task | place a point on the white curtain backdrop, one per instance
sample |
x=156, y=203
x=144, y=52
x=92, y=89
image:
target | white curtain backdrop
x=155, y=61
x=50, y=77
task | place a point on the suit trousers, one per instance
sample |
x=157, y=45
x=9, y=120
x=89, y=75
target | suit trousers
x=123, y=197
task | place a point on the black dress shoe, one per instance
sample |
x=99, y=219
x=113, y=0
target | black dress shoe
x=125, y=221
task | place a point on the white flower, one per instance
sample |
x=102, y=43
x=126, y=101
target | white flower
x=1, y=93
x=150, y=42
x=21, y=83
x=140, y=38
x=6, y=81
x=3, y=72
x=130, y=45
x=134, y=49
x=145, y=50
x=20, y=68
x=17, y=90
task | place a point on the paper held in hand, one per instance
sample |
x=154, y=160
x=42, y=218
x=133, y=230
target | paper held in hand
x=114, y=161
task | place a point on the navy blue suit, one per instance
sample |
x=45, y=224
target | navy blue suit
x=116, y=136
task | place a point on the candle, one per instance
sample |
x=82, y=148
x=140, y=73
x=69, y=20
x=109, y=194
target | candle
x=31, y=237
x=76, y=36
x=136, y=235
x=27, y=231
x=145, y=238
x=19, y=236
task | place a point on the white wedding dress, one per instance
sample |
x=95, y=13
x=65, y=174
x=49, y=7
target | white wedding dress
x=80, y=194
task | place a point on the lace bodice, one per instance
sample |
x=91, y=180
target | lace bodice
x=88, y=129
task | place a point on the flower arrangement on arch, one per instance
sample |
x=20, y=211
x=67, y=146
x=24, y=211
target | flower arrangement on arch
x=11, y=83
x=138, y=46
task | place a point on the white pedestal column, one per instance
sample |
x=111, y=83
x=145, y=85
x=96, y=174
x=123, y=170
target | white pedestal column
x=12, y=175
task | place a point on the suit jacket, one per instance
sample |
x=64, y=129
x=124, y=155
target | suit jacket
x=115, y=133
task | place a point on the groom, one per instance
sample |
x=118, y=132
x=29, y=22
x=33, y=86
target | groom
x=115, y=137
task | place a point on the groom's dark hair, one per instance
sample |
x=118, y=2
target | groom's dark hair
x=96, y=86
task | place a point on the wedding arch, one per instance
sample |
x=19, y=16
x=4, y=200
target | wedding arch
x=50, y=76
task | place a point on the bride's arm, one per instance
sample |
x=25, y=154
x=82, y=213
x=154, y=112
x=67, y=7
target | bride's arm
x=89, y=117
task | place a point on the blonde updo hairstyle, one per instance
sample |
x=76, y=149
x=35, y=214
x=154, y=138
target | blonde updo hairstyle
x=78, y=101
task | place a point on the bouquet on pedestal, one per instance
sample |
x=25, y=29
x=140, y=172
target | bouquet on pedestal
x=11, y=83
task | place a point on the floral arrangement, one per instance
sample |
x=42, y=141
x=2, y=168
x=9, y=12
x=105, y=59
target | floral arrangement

================================

# Task statement
Using the material above, extract the line that contains "x=154, y=112" and every line after it, exactly as given; stop at the last line.

# Expected output
x=154, y=112
x=67, y=7
target | bride's arm
x=89, y=117
task | place a point on the blonde updo hairstyle, one per instance
sample |
x=76, y=149
x=35, y=214
x=154, y=138
target | blonde updo hairstyle
x=78, y=101
task | place a point on the bouquet on pedestal, one per instance
sample |
x=25, y=29
x=140, y=172
target | bouquet on pedestal
x=11, y=83
task | place a point on the floral arrangement, one per instance
sample |
x=42, y=141
x=2, y=168
x=9, y=12
x=105, y=59
target | floral arrangement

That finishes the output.